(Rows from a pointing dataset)
** BEGIN **

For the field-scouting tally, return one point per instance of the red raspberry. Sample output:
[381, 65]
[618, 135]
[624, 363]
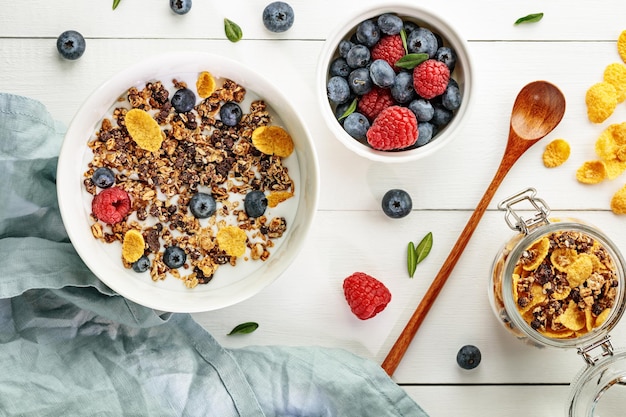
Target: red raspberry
[366, 295]
[390, 49]
[430, 78]
[111, 205]
[394, 128]
[375, 101]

** END **

- **TASK DIRECTIONS**
Reproduce every item above with "red raspberry" swapped for "ripe raspberry" and nothing else altered. Leave the pictures out.

- **SOLUTION TO THIS EXERCISE**
For the field-scouting tally, return one point per instance of the ripe raspberry. Sample output:
[381, 65]
[618, 135]
[624, 363]
Target: ripe raspberry
[366, 295]
[390, 49]
[430, 78]
[111, 205]
[394, 128]
[375, 101]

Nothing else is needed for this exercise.